▼

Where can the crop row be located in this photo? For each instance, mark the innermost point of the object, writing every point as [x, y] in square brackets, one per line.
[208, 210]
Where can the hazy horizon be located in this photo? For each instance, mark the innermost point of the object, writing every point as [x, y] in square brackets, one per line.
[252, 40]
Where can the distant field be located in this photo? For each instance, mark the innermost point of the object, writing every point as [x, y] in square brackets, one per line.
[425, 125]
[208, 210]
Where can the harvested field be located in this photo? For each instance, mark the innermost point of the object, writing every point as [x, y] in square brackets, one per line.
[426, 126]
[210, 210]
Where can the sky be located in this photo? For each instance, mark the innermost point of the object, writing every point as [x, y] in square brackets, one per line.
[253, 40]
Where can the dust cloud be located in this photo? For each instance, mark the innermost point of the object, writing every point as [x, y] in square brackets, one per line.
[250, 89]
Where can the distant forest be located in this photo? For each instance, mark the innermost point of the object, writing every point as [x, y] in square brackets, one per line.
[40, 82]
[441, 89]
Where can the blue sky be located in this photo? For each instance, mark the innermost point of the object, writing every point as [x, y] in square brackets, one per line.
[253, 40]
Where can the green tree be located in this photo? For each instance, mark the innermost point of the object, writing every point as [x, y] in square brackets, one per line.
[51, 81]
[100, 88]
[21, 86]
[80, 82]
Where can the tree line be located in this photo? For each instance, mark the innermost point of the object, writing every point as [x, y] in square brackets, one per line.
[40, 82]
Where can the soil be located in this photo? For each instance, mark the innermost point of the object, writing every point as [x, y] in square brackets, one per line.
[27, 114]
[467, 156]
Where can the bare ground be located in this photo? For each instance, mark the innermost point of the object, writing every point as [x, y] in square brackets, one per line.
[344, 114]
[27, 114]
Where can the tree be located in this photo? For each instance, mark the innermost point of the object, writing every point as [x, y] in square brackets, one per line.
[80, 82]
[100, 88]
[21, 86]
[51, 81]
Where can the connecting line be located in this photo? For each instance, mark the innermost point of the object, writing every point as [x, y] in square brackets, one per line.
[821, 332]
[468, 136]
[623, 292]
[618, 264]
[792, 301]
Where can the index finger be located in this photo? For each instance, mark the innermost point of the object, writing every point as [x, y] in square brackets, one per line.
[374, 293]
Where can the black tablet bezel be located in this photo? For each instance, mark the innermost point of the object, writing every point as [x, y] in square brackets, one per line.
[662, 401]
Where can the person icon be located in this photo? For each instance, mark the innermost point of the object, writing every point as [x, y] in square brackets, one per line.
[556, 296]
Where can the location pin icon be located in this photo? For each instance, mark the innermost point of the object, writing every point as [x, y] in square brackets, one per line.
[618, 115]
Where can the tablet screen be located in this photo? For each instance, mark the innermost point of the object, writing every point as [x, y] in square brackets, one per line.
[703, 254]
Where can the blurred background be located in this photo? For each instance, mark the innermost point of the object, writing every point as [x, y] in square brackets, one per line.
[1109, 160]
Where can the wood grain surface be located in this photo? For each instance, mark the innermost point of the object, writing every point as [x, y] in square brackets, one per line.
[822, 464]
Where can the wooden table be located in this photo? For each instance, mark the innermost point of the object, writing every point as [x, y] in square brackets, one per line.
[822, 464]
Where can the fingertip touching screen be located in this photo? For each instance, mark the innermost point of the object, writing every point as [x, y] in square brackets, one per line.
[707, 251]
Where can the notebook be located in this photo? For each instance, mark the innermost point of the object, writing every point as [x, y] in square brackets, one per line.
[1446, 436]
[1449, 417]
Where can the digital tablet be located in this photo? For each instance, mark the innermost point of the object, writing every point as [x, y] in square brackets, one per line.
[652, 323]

▲

* Requirement
What you should produce is an exact restatement of all the material.

* Answer section
Where can the crop row be located in this photo? For each instance, mark the innermost point of the object, writing every point as [x, y] in square brackets, one per line.
[208, 210]
Where can the hazy horizon be located in this photo? For each instance, mark the innermost point of the object, writing every point as [x, y] in square brackets, one per line.
[252, 40]
Where can the distant field be located in this photo? For each instance, mark the innermost point of the object, writing every point as [x, y] in square brackets, one per line.
[425, 125]
[208, 210]
Where can the harvested field be located in this photo? For each instance, mark the innermost point of the object, writing every point as [x, y] in square brackets, one per line.
[426, 126]
[210, 210]
Where can the sky be located in this photo? For each instance, mark the innermost point of the object, writing every point as [x, y] in square brackets, one per line.
[253, 40]
Where can the dust cloud be located in this photo? For each instance, mark the innermost point of the object, writing every point as [x, y] in square brackets, one per line.
[250, 89]
Where can the distant forest be located in this photo? For each instance, mark the innermost point of the object, writing every point as [x, y] in square brackets, one per line.
[40, 82]
[441, 89]
Where can the blue sky be located in this photo? For each instance, mark the innermost point of the object, writing every point as [x, y] in square brackets, one per line.
[253, 40]
Where can the green tree be located in this photo? For each instance, mark the innermost point of the object, writing every point as [x, y] in square brackets, one per line.
[51, 81]
[100, 88]
[21, 86]
[80, 82]
Where can the tree line be located in this photo? For each instance, mark the innermost point of the object, writing every point as [x, y] in square brackets, one per line.
[40, 82]
Where can the soil be located in this photo? For each instance, mark the innermost point of the object, writing every point as [x, y] in square brackets, one per line.
[27, 114]
[467, 156]
Where can the bare ground be located in this photo? For each instance, mark the innermost point of the object, writing every point as [x, y] in square brackets, one per line.
[344, 114]
[27, 114]
Where can the tree be located in this photo? For each instance, mark the innermost point of the object, writing every point as [x, y] in square brackets, one per line.
[80, 82]
[100, 88]
[21, 86]
[51, 81]
Where can the connecting line be located in this photo? For each instance, mark the innermost point of the object, writing every point as [x, y] in square brackets, one per line.
[821, 332]
[468, 136]
[623, 292]
[618, 264]
[792, 301]
Where can the index finger be located in this photo? For each instance, mark the innermost point of the object, writing every point as [x, y] in square brackets, one per line.
[374, 293]
Where can the black tablet bezel be located in this photo? For each instance, mark the innermost point of the object, writing every point as [x, y] in square brackets, one per line.
[662, 401]
Where can the person icon be located in this photo? For each instance, mark the innermost point of the object, writing every point as [x, y] in square brackets, one per line.
[556, 296]
Where can the location pin icon be located in this photo? For each instance, mark the innermost point of the object, writing every point as [x, y] in square brackets, one per line.
[618, 115]
Where can the tablet screen be located in this photo? For each instance, mark the innermost point of the object, writing every point as [x, y] in square brackets, one per line.
[703, 254]
Where can the blurred background be located in this photo? For each instance, mark the innermost point of the object, writing every point as [x, y] in square brackets, one per line.
[1109, 160]
Where can the wood grain surface be located in this photo? For each instance, mark the innermost point of the object, writing every point as [x, y] in square brackets, one per line.
[822, 464]
Where can the wooden table be located in this photo? For each instance, mark the innermost point of the object, writing every point as [x, y] in square brackets, one per line.
[822, 464]
Where can the fingertip touching screen be located in this photo? For each instance, mark the innermost point of the object, writing every point as [x, y] in square brackets, one per line.
[707, 251]
Where can the notebook be located in this photo? For each instance, mark the innermost point of the object, writing every point as [x, y] in square brackets, one per line.
[1446, 436]
[1449, 417]
Where can the digital tablet be located in this photo? For each instance, mark the innermost point of the object, writing every point as [x, y] in square brackets, one per line.
[652, 323]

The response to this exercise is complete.